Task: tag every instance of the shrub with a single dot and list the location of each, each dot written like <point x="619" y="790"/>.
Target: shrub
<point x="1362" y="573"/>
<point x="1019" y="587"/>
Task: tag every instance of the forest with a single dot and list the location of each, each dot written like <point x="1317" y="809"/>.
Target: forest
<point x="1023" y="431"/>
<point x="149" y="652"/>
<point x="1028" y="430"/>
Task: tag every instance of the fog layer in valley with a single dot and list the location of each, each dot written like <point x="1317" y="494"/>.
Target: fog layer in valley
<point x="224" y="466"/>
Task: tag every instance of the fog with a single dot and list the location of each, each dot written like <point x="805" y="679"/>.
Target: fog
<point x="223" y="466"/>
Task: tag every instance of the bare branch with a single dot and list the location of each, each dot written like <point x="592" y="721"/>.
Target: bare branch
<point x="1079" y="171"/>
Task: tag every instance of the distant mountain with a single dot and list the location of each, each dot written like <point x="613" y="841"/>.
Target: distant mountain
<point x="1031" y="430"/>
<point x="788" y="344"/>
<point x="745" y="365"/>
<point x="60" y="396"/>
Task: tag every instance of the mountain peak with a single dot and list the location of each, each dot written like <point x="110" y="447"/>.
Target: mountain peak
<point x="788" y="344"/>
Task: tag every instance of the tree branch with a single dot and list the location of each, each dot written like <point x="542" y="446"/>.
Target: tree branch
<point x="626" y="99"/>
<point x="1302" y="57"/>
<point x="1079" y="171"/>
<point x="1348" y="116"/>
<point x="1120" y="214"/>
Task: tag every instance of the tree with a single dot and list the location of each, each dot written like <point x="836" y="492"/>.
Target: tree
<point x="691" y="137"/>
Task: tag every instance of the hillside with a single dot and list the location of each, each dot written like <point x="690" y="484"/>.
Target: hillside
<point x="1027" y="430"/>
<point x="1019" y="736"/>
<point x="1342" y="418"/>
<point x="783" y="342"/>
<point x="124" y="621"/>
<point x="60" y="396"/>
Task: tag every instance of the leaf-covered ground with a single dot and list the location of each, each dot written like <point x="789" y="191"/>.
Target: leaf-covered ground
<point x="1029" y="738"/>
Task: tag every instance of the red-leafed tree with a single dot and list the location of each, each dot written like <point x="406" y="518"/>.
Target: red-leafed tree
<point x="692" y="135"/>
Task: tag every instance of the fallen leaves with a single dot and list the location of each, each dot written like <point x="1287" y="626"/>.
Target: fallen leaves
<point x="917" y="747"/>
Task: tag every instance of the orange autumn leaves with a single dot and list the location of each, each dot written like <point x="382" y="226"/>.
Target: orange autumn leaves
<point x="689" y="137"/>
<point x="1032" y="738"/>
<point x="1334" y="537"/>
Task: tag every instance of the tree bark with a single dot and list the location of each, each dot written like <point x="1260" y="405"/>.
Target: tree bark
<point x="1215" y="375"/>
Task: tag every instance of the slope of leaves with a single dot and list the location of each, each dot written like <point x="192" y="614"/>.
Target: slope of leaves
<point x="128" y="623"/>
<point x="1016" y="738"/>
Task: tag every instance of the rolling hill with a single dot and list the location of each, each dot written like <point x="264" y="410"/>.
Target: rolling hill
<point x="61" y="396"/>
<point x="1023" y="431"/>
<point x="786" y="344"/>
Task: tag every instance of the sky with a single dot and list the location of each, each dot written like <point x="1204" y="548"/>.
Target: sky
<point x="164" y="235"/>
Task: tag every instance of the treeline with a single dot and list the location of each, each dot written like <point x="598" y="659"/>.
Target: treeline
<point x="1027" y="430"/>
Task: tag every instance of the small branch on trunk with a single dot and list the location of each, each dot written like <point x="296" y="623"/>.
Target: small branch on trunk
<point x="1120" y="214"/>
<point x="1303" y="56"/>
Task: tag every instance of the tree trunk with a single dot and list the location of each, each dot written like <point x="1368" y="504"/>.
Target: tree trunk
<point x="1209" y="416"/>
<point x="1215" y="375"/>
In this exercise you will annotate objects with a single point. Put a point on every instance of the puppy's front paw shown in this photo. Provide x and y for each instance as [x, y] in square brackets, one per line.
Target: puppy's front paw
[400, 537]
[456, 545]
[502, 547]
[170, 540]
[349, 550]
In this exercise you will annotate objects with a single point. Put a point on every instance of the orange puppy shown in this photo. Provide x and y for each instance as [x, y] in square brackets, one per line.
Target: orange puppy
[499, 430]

··········

WRITTEN EXERCISE>
Return every record above exactly as it appears.

RESULT FOR THIS TASK>
Task: tag every instance of the shrub with a single dot and list the location of each, each dot written like <point x="619" y="790"/>.
Target: shrub
<point x="1362" y="573"/>
<point x="1019" y="587"/>
Task: tag every instance of the forest with a single dot and list the location of each, each dot written like <point x="1317" y="809"/>.
Target: forest
<point x="1023" y="431"/>
<point x="149" y="652"/>
<point x="1028" y="430"/>
Task: tag every instance of the fog layer in valley with a single dot and list the location of each, each dot written like <point x="1317" y="494"/>.
Target: fog layer in valley
<point x="224" y="466"/>
Task: tag every instance of the fog with a single dot and list the location of each, each dot written like <point x="805" y="679"/>.
Target: fog
<point x="223" y="466"/>
Task: tag every instance of the bare branch with a single dot and list the location of each, each dot written like <point x="592" y="721"/>.
Target: bare branch
<point x="1079" y="171"/>
Task: tag every instance of the distant mountain with a single dot and list the location of each, each dot written like <point x="613" y="841"/>.
Target: distant mountain
<point x="1031" y="430"/>
<point x="788" y="344"/>
<point x="745" y="365"/>
<point x="60" y="396"/>
Task: tag every instance of the mountain peak with a single dot and list the location of each, each dot written like <point x="110" y="447"/>.
Target: mountain peak
<point x="788" y="344"/>
Task: tag every instance of the tree branch with a single dot and list the location of each, each dot written like <point x="542" y="446"/>.
Target: tree branch
<point x="626" y="99"/>
<point x="1302" y="57"/>
<point x="1079" y="171"/>
<point x="1348" y="116"/>
<point x="1120" y="214"/>
Task: tag every instance of the tree with a single dot and list the location of each, each dot written like <point x="836" y="492"/>.
Target: tree
<point x="691" y="137"/>
Task: tag every instance of the hillside with a single dot and list the location of each, each dot written like <point x="690" y="484"/>.
Target: hillside
<point x="1027" y="430"/>
<point x="1019" y="736"/>
<point x="1342" y="418"/>
<point x="783" y="342"/>
<point x="124" y="621"/>
<point x="60" y="396"/>
Task: tag every instance of the leaf-covered ground with a single dot and list the location of each, each dot written like <point x="789" y="191"/>.
Target: leaf-covered ground
<point x="1029" y="738"/>
Task: tag every instance of the red-leafed tree with a single dot and list the location of each, each dot written like <point x="406" y="518"/>.
Target: red-leafed tree
<point x="692" y="135"/>
Task: tag every instance of the fallen leaves with a single dot and list the location of each, each dot written like <point x="1287" y="626"/>.
Target: fallen leaves
<point x="917" y="747"/>
Task: tag every instance of the orange autumn leaves with a single dot and list the location of each, each dot written like <point x="382" y="226"/>.
Target: orange autumn leaves
<point x="689" y="137"/>
<point x="1032" y="738"/>
<point x="1334" y="537"/>
Task: tag every instance of the tree bark with a single dot and list the location of each, each dot written like <point x="1260" y="405"/>.
Target: tree bark
<point x="1215" y="375"/>
Task: tag every instance of the slope of leaves with a single dot and list the location of each, each dot written like <point x="192" y="614"/>.
Target: slope of leaves
<point x="128" y="623"/>
<point x="1016" y="738"/>
Task: tag every instance of the rolling hill with a single dot and list the location of each, each dot written like <point x="264" y="410"/>.
Target: rolling hill
<point x="61" y="396"/>
<point x="1023" y="431"/>
<point x="786" y="344"/>
Task: tag every instance of the sky with a single dot and list the location of each, each dot written like <point x="1204" y="548"/>.
Target: sky
<point x="164" y="235"/>
Task: tag every instance of the treeline with a single dot and list the location of each, each dot written like <point x="598" y="659"/>.
Target: treeline
<point x="1027" y="430"/>
Task: tag every instance of the small branch on trunk with a single dot and list the location of each, each dot written like <point x="296" y="623"/>.
Target: small branch on trunk
<point x="1120" y="214"/>
<point x="1303" y="56"/>
Task: tag every instance of the tree trunk with a single dot and list the location of each, each dot written like <point x="1368" y="504"/>.
Target: tree trunk
<point x="1209" y="416"/>
<point x="1215" y="375"/>
In this exercise you will annotate objects with a single point. Put a point on every instance of the puppy's front paw shown in this photo. Provide x and y for each instance as [x, y] in square brackets, one per line.
Target: puppy's front paw
[400, 537]
[456, 545]
[502, 547]
[170, 540]
[349, 550]
In this exercise you will annotate objects with a single point. Put a point on every instance of the orange puppy shown in this photo. Provide x and y for each instance as [x, y] in square brackets, one per line.
Target: orange puppy
[499, 430]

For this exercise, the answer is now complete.